╭─ Information shown

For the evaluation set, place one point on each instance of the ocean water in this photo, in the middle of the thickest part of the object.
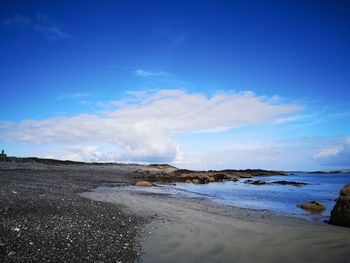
(282, 199)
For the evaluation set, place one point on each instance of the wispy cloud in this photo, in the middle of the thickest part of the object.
(149, 74)
(74, 96)
(40, 24)
(143, 128)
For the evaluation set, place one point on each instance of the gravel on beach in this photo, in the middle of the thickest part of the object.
(43, 218)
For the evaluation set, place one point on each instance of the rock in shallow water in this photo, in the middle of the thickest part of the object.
(313, 206)
(143, 184)
(340, 214)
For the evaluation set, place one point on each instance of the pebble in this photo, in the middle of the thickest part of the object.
(11, 253)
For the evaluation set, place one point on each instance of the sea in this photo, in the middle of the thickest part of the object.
(281, 199)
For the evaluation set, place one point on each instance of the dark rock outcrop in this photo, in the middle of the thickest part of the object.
(340, 214)
(298, 184)
(313, 207)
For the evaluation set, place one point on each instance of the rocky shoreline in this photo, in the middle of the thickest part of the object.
(43, 219)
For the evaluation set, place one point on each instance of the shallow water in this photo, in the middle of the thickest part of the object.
(277, 198)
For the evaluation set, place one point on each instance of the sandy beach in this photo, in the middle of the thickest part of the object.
(196, 230)
(75, 212)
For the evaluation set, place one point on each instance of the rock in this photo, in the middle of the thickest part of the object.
(313, 206)
(143, 184)
(195, 181)
(257, 182)
(340, 214)
(298, 184)
(11, 253)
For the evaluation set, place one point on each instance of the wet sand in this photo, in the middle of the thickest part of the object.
(43, 219)
(196, 230)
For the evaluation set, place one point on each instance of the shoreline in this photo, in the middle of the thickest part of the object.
(44, 204)
(198, 230)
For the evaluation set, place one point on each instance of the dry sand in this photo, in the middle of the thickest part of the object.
(196, 230)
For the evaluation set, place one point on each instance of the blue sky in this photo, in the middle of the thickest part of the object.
(204, 85)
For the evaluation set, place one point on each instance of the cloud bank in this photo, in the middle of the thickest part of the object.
(142, 129)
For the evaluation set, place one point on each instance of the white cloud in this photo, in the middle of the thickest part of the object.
(335, 154)
(74, 96)
(148, 74)
(143, 128)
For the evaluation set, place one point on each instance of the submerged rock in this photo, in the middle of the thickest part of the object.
(256, 182)
(143, 184)
(298, 184)
(313, 207)
(340, 214)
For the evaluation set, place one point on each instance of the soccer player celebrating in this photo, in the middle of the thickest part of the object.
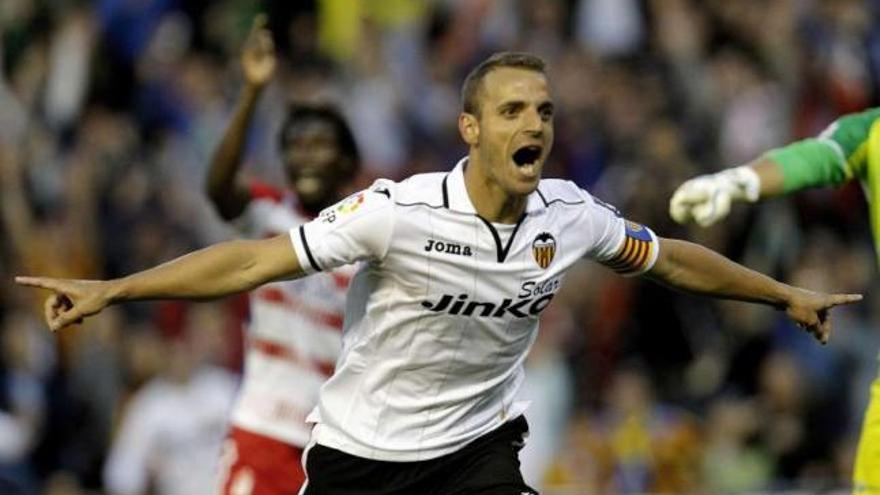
(456, 270)
(294, 333)
(849, 149)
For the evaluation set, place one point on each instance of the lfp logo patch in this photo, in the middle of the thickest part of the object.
(350, 204)
(543, 249)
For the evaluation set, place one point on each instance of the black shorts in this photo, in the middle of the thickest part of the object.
(488, 465)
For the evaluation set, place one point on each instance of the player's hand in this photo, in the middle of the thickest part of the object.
(706, 199)
(71, 300)
(258, 57)
(810, 310)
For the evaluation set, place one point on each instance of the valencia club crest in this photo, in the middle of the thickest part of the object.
(543, 249)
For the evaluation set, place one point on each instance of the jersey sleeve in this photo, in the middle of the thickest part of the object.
(837, 155)
(358, 228)
(626, 247)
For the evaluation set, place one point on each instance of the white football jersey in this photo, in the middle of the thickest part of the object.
(445, 308)
(294, 333)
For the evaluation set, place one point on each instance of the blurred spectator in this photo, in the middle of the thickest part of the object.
(172, 428)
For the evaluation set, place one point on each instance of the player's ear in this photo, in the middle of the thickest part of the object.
(469, 128)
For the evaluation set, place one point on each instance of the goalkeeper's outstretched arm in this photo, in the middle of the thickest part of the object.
(834, 157)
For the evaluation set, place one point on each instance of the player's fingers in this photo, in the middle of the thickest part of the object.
(713, 210)
(50, 308)
(53, 284)
(840, 299)
(259, 23)
(264, 39)
(67, 318)
(825, 331)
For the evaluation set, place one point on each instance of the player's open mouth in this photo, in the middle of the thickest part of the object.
(527, 155)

╰─

Exercise = Copy out every line of the material above exactly, skipping the pictures.

Exercise result =
For the evaluation set, place one point on each instance of the ocean water in this photo, in the middle of the thickest part of the object.
(282, 199)
For the evaluation set, place one point on each instance of the wispy cloud in this photo, in the middle of the thickest part of the object.
(149, 74)
(74, 96)
(40, 24)
(143, 128)
For the evaluation set, place one point on each instance of the gravel on beach in this photo, in the middle of the thickest part of the object.
(43, 218)
For the evaluation set, place one point on each instance of the rock in shallow water in this photo, in the middle of the thickest part of the object.
(313, 206)
(143, 184)
(340, 214)
For the evaluation set, place one point on each instance of the pebble in this photo, in the middle of the thickest part of the object.
(11, 253)
For the evaluation set, place one point on each instance of the sea in this photo, in the middle of the thickest part of the object.
(281, 199)
For the evaluation set, place one point on each instance of the dark rock outcrop in this photo, in the middle of the thickest part of the object.
(340, 214)
(298, 184)
(313, 207)
For the evaluation set, place one point on each instance of the rocky shoreline in this photo, in the middle of the thickest part of the object.
(43, 219)
For the evaluation set, place one point on each instance of the shallow water in this photo, in the middle of the thickest part of the object.
(277, 198)
For the evaluation set, place one point on each instance of the sandy beach in this photo, in the middle of the thickest part of the object.
(196, 230)
(75, 212)
For the evaluation set, place one point on each instance of the rock in this photo, in the middle of the thickest part of the object.
(313, 206)
(143, 184)
(195, 181)
(257, 182)
(340, 214)
(298, 184)
(11, 253)
For the evaluation set, place one point on each instance of the wet sand in this photo, in the middle of the thickest part of the object.
(43, 219)
(196, 230)
For the evaluation set, place one point on each instance of the shoreline in this photo, in the middle of the thickest part of the object.
(44, 204)
(198, 230)
For the evaluation set, place one point on each instance of the dry sand in this photo, in the middle of the thickest part of the object.
(196, 230)
For the evaluation set, place one point on each instance of the blue sky in this photo, in the middle of the thickest part of the object.
(204, 85)
For the evaluation set, place one point on each instance of the cloud bank in this photo, in the middle of the thickest part of the object.
(142, 129)
For the evaluation set, place one point on each instance of the white cloud in this photo, in the middle of the thickest part of the object.
(335, 154)
(74, 96)
(148, 74)
(143, 128)
For the evaluation set, place one point on each instance of the submerged rock in this photo, in the middle of the thickest part of the object.
(256, 182)
(143, 184)
(298, 184)
(313, 207)
(340, 214)
For the evaluation set, place one point on each instance of the soccer player celebrating in this photo, in the middle of the thickest part of the object.
(456, 270)
(294, 333)
(849, 149)
For the evaluation set, place one point on each instance of the lfp logo patch in this photo, in the middle of the thickest part of the object.
(350, 204)
(543, 249)
For the evaluation set, place one point on each instance of the black shorts in this photo, in the middle of the thickest part of the object.
(488, 465)
For the evaluation set, place one point on each instance of the player's hand in this photo, in the middle of the thickest part of the object.
(706, 199)
(71, 300)
(258, 57)
(810, 310)
For the evaluation set, place one point on each instance of the valencia club crest in this photo, in the middle of the thickest part of the object.
(543, 249)
For the evaluation set, place one point on each instance of the jersey sleeve in this photo, in the middle of the thickest part of the object.
(837, 155)
(358, 228)
(626, 247)
For the evaluation set, place one point on each instance of the white football jersey in this photo, in the middle of the thickest part of the object.
(445, 308)
(294, 333)
For the evaluation set, place one point on each instance of the blurred spectator in this photo, in the middle of the thickest part of the object.
(172, 428)
For the evaluation set, place one point on each instance of the player's ear in this photo, in the middle of the thickest part of the object.
(469, 128)
For the evaluation set, place one point on each instance of the goalkeeper's outstretched arm in this photo, in the middle of the thickest part of the object.
(834, 157)
For the evaluation set, place one point on each instance of the player's fingers in this photo, in the middle of the thickest part of the object.
(713, 210)
(50, 308)
(53, 284)
(840, 299)
(259, 23)
(264, 39)
(67, 318)
(825, 331)
For the evaluation set, place one point on each instance of the player's open mouth in this photo, in the middle of the thickest part of the object.
(527, 155)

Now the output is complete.